* start TASK MATERIAL *

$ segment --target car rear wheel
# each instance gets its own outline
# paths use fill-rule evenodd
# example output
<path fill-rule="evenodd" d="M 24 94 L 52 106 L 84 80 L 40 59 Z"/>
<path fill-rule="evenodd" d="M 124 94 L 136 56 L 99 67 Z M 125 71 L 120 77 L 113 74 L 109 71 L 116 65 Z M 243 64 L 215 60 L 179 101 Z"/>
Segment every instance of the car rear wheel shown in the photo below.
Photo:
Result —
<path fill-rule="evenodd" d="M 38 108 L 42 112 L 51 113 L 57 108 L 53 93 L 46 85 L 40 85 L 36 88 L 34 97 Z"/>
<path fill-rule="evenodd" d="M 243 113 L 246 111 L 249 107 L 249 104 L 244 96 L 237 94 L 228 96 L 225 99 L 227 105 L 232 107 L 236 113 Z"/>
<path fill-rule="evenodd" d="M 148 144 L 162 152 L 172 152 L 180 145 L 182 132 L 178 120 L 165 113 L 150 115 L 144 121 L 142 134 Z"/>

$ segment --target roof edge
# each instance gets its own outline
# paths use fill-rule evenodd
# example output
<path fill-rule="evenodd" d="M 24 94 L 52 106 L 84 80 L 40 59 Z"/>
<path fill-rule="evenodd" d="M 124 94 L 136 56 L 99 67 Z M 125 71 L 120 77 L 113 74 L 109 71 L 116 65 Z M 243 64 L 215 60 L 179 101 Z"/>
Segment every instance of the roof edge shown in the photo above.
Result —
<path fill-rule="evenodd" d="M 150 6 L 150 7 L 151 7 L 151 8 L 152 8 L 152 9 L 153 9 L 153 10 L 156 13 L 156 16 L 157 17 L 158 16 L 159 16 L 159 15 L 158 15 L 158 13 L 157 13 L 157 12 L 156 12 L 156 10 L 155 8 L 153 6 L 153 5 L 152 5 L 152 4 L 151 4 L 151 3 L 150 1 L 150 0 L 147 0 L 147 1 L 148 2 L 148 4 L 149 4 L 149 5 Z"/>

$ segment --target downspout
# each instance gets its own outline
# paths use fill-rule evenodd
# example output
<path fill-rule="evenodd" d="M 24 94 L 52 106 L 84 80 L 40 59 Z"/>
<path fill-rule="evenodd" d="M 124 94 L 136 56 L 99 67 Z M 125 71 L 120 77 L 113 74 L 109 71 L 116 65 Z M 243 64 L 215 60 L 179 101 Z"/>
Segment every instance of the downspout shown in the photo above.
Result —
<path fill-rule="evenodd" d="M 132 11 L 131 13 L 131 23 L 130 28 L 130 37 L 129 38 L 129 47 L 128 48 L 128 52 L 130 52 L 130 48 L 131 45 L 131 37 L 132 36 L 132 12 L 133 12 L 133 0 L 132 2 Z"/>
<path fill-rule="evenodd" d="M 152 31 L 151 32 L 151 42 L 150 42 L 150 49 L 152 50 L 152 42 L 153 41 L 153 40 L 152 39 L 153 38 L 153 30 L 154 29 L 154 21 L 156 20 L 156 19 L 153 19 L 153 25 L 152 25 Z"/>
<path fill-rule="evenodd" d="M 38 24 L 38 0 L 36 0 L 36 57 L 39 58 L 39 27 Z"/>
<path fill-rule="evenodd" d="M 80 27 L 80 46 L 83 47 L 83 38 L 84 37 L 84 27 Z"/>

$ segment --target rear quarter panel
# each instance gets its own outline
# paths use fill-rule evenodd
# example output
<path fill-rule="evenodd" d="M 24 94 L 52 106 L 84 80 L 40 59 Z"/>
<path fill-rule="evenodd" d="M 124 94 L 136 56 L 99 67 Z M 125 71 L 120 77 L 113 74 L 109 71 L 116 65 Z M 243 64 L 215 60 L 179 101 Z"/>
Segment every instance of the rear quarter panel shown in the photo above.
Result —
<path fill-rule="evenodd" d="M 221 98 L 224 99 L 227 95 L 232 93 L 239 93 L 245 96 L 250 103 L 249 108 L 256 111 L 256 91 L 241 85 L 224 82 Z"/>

* end TASK MATERIAL *

REQUEST:
Reproduce the entire listing, switching every occurrence of "Result" to "Output" and leaving all other text unchanged.

OUTPUT FOR THIS TASK:
$ segment --target car rear wheel
# each instance gets its own outline
# paths use fill-rule evenodd
# example output
<path fill-rule="evenodd" d="M 24 94 L 52 106 L 84 80 L 40 59 Z"/>
<path fill-rule="evenodd" d="M 124 94 L 136 56 L 99 67 Z M 125 71 L 120 77 L 113 74 L 109 71 L 116 65 Z M 243 64 L 215 60 L 179 101 Z"/>
Segment every instance of the car rear wheel shown in the photo below.
Photo:
Output —
<path fill-rule="evenodd" d="M 38 108 L 42 112 L 51 113 L 57 108 L 53 93 L 46 85 L 40 85 L 36 88 L 34 97 Z"/>
<path fill-rule="evenodd" d="M 243 113 L 246 111 L 249 107 L 249 104 L 244 96 L 237 94 L 228 96 L 225 99 L 227 105 L 232 107 L 236 113 Z"/>
<path fill-rule="evenodd" d="M 148 144 L 162 152 L 172 152 L 180 145 L 182 132 L 178 120 L 165 113 L 150 115 L 144 121 L 142 134 Z"/>

$ segment --target roof edge
# each instance gets its own outline
# paths use fill-rule evenodd
# example output
<path fill-rule="evenodd" d="M 24 94 L 52 106 L 84 80 L 40 59 Z"/>
<path fill-rule="evenodd" d="M 124 94 L 136 56 L 99 67 Z M 125 71 L 120 77 L 113 74 L 109 71 L 116 65 Z M 243 64 L 215 60 L 179 101 Z"/>
Segment every instance of the roof edge shown in the photo above.
Output —
<path fill-rule="evenodd" d="M 150 6 L 150 7 L 151 7 L 151 8 L 152 8 L 152 9 L 153 9 L 153 10 L 156 13 L 156 16 L 157 17 L 158 16 L 159 16 L 159 15 L 158 15 L 158 13 L 157 13 L 157 12 L 156 12 L 156 10 L 155 8 L 153 6 L 153 5 L 152 5 L 152 4 L 151 4 L 151 3 L 150 1 L 150 0 L 147 0 L 147 1 L 148 2 L 148 4 L 149 4 L 149 5 Z"/>

$ segment --target downspout
# each instance gets its own outline
# paths use fill-rule evenodd
# example output
<path fill-rule="evenodd" d="M 24 94 L 52 106 L 84 80 L 40 59 Z"/>
<path fill-rule="evenodd" d="M 124 94 L 136 56 L 99 67 Z M 125 71 L 120 77 L 113 74 L 109 71 L 116 65 Z M 243 64 L 215 60 L 179 101 Z"/>
Segment every instance of the downspout shown in the photo above.
Output —
<path fill-rule="evenodd" d="M 132 11 L 131 13 L 131 23 L 130 28 L 130 37 L 129 38 L 129 47 L 128 48 L 128 52 L 130 52 L 130 48 L 131 45 L 131 37 L 132 36 L 132 12 L 133 12 L 133 0 L 132 2 Z"/>
<path fill-rule="evenodd" d="M 152 31 L 151 32 L 151 42 L 150 42 L 150 49 L 152 50 L 152 42 L 153 41 L 153 40 L 152 39 L 153 38 L 153 30 L 154 29 L 154 21 L 156 20 L 156 19 L 153 19 L 153 25 L 152 25 Z"/>
<path fill-rule="evenodd" d="M 38 24 L 38 0 L 36 0 L 36 57 L 39 58 L 39 27 Z"/>
<path fill-rule="evenodd" d="M 80 27 L 80 46 L 83 47 L 83 38 L 84 37 L 84 27 Z"/>

$ segment --target rear quarter panel
# each instance gets its own outline
# paths use fill-rule evenodd
# example output
<path fill-rule="evenodd" d="M 24 94 L 52 106 L 84 80 L 40 59 Z"/>
<path fill-rule="evenodd" d="M 124 94 L 136 56 L 99 67 Z M 125 71 L 120 77 L 113 74 L 109 71 L 116 65 Z M 243 64 L 215 60 L 179 101 Z"/>
Segment every instance of the rear quarter panel shown in the photo above.
Output —
<path fill-rule="evenodd" d="M 221 98 L 224 99 L 227 95 L 232 93 L 239 93 L 245 96 L 250 103 L 249 108 L 256 111 L 256 91 L 241 85 L 224 82 Z"/>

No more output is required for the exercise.